SOURCE PASSAGE:
★ ★ ★ ★
Mifune turns in a better, though not surprising, performance in a role he
was born to play, a samurai trainee in "Samurai Trilogy I: Musashi
Miyamoto" (1954), directed by Hiroshi Inagaki. He and a friend, both
peasants, go to war to achieve fame and fortune, hook up afterwards with
two women of easy virtue; the friend stays, but Mifune flees their
borderline criminal lifestyle, and his own sexual desires, returning to
the village which no longer wants him. A monk, a sort of Obi Wan Kenobi
prototype, captures him and hangs him from a tree as a first step in the
disciplinary training which will turn Mifune into a true samurai.
 
"The Kite Runner" (2007), directed by Marc Forster, suffers from the
familiar disease of faithful adaptations of best-selling novels: it is
glossy but somewhat lifeless. A large part of the problem was also present
in the novel: the protagonist is a man struggling with cowardice who it is
hard to like. Though he takes some physical risks, traveling into
Afghanistan to atone to a now dead friend he betrayed in childhood, when
he confronts his former nemesis, he is as passive as ever and must be
saved by a child. The film is worth watching for the assured performances
of the first time child actors in its extended flashbacks--who had to flee
Afghanistan as a result of participating in this film.
★ ★ ★ ★
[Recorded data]
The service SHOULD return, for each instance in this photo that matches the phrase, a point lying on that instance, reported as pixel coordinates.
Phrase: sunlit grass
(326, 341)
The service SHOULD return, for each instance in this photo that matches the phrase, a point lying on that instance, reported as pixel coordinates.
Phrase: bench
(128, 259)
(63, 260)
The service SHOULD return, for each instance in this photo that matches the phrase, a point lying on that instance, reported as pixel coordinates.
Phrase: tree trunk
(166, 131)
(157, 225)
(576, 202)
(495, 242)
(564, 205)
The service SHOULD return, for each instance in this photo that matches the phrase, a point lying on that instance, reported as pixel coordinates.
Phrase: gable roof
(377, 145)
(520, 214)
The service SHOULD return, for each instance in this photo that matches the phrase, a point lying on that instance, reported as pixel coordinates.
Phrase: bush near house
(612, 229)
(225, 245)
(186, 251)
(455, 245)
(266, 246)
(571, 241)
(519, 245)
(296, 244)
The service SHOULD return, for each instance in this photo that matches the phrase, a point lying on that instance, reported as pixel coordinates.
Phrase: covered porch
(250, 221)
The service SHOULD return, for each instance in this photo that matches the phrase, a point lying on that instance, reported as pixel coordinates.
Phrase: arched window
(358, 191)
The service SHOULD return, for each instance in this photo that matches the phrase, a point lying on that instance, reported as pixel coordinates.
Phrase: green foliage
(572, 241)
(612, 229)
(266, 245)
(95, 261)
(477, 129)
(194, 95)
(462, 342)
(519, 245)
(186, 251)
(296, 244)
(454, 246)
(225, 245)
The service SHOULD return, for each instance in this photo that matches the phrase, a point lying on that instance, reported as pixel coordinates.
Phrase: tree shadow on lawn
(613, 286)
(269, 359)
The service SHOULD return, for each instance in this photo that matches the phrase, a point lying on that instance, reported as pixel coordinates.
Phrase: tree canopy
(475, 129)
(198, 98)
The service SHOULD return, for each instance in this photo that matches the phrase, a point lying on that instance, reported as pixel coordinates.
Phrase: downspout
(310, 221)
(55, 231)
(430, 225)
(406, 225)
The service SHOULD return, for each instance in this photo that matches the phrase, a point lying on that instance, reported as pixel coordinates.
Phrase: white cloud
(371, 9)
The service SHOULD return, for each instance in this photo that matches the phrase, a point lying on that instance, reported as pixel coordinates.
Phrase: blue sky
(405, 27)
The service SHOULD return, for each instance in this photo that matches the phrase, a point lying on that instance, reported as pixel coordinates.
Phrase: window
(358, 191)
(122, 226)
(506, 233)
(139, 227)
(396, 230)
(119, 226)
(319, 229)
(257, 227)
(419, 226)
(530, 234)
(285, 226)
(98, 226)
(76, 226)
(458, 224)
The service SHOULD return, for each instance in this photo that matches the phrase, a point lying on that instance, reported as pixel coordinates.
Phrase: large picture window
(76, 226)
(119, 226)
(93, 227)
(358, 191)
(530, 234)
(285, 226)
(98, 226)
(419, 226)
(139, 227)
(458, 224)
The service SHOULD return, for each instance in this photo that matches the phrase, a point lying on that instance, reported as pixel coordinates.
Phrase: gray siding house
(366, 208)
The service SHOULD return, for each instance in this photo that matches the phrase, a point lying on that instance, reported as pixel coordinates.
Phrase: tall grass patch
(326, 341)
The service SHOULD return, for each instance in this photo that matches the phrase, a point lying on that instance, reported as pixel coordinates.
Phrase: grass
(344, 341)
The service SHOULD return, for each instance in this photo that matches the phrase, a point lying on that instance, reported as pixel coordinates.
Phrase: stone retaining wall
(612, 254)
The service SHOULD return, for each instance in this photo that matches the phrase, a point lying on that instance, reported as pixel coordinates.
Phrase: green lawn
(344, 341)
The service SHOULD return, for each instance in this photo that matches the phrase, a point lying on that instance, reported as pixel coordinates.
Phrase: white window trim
★ ★ ★ ★
TASK 1:
Based on the film reviews, is each statement true? Answer yes or no for each, and quote the words from the reviews that decide it.
(a) "The Kite Runner" was directed by Marc Forster.
(b) In "Musashi Miyamoto," Mifune's friend flees along with him.
(c) The child actors in "The Kite Runner" had acted in films before.
TASK 2:
Answer these questions using the film reviews:
(a) In what year was "Samurai Trilogy I: Musashi Miyamoto" released?
(b) What does the monk do to Mifune as the first step in his training?
(c) Who saves the protagonist of "The Kite Runner" when he confronts his former nemesis?

TASK OUTPUT 1:
(a) Yes: "directed by Marc Forster"
(b) No: "the friend stays, but Mifune flees"
(c) No: "the first time child actors"

TASK OUTPUT 2:
(a) 1954
(b) He captures Mifune and hangs him from a tree.
(c) A child